Directions for this task
Retype every one of the rows below without altering any character.

Given records
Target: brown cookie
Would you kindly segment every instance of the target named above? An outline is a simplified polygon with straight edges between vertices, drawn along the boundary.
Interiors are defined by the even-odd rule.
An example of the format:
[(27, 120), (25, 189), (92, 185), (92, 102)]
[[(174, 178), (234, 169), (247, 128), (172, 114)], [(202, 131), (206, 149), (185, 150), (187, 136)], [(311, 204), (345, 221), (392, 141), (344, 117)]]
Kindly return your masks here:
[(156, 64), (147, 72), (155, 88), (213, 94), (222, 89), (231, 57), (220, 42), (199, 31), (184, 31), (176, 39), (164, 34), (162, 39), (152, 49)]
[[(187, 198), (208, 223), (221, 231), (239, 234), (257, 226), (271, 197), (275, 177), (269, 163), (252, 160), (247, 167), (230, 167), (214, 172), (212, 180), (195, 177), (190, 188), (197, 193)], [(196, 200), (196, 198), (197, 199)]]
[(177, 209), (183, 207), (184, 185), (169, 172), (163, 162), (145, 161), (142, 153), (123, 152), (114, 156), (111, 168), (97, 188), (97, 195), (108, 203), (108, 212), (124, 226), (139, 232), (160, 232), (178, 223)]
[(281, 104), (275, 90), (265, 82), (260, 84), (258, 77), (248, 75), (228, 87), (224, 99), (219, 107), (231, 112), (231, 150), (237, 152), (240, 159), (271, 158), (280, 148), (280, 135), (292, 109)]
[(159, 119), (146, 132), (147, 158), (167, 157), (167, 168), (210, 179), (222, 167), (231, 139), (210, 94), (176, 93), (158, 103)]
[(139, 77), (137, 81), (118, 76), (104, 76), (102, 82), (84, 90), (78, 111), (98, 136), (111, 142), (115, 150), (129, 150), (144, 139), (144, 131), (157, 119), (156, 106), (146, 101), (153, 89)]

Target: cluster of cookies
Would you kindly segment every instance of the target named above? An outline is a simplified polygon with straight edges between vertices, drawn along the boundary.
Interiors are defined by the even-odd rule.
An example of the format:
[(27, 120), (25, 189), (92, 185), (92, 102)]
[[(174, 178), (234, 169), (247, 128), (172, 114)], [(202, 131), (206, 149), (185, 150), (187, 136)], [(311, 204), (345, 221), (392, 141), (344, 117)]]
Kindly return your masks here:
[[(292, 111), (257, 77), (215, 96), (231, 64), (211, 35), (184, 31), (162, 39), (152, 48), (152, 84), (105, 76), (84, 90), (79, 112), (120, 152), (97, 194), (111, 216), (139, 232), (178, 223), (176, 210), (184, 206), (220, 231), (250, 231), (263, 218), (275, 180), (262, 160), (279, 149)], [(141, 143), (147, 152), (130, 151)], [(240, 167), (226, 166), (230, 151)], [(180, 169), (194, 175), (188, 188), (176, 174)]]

Worked solution
Target: brown cookie
Would you kindly segment every instance of the target named above? An outline is a simplified polygon with straight edges between vertices, drawn along the boundary.
Interiors are defined by the even-odd rule.
An example of the format:
[(27, 120), (25, 189), (92, 185), (92, 102)]
[[(174, 178), (234, 169), (247, 128), (172, 114)], [(202, 131), (206, 149), (185, 150), (187, 136)], [(311, 204), (345, 221), (392, 141), (344, 117)]]
Kindly return your masks here:
[(156, 64), (147, 72), (155, 88), (213, 94), (222, 89), (231, 57), (220, 42), (199, 31), (184, 31), (176, 39), (164, 34), (162, 39), (152, 49)]
[[(187, 198), (208, 223), (221, 231), (239, 234), (257, 226), (271, 197), (275, 177), (269, 163), (252, 160), (247, 167), (230, 167), (214, 172), (212, 180), (195, 177), (190, 188), (197, 193)], [(196, 200), (196, 198), (197, 199)]]
[(177, 209), (183, 207), (184, 185), (169, 172), (163, 162), (145, 161), (142, 153), (123, 152), (114, 156), (111, 168), (97, 188), (97, 195), (108, 203), (108, 212), (124, 226), (139, 232), (160, 232), (178, 223)]
[(281, 104), (275, 90), (265, 82), (260, 84), (258, 77), (248, 75), (228, 87), (224, 99), (219, 107), (231, 112), (231, 150), (237, 152), (240, 159), (271, 158), (280, 148), (280, 135), (292, 109)]
[(159, 119), (146, 132), (147, 158), (167, 157), (167, 168), (210, 179), (222, 167), (231, 139), (210, 94), (176, 93), (158, 103)]
[(139, 77), (137, 81), (118, 76), (104, 76), (102, 82), (84, 90), (78, 111), (98, 136), (111, 142), (115, 150), (129, 150), (144, 139), (144, 131), (157, 119), (156, 106), (146, 101), (153, 89)]

Target: cluster of cookies
Would you kindly segment every instance of the target named above? An outline is a simplified polygon with straight edges between vertices, drawn along the boundary.
Interiors are defined by the even-odd rule.
An example of the format:
[(27, 120), (25, 189), (92, 185), (92, 102)]
[[(174, 178), (234, 169), (247, 128), (172, 114)], [(202, 131), (206, 149), (185, 150), (187, 136)], [(311, 204), (345, 221), (392, 141), (344, 117)]]
Kindly return your masks here:
[[(292, 111), (257, 77), (215, 96), (231, 64), (211, 35), (184, 31), (162, 39), (152, 48), (152, 84), (105, 76), (84, 90), (79, 112), (120, 152), (97, 194), (111, 216), (139, 232), (178, 223), (176, 210), (184, 206), (220, 231), (250, 231), (263, 218), (275, 180), (262, 160), (279, 149)], [(141, 143), (147, 152), (130, 151)], [(240, 167), (226, 166), (230, 151)], [(180, 169), (194, 175), (188, 188), (176, 174)]]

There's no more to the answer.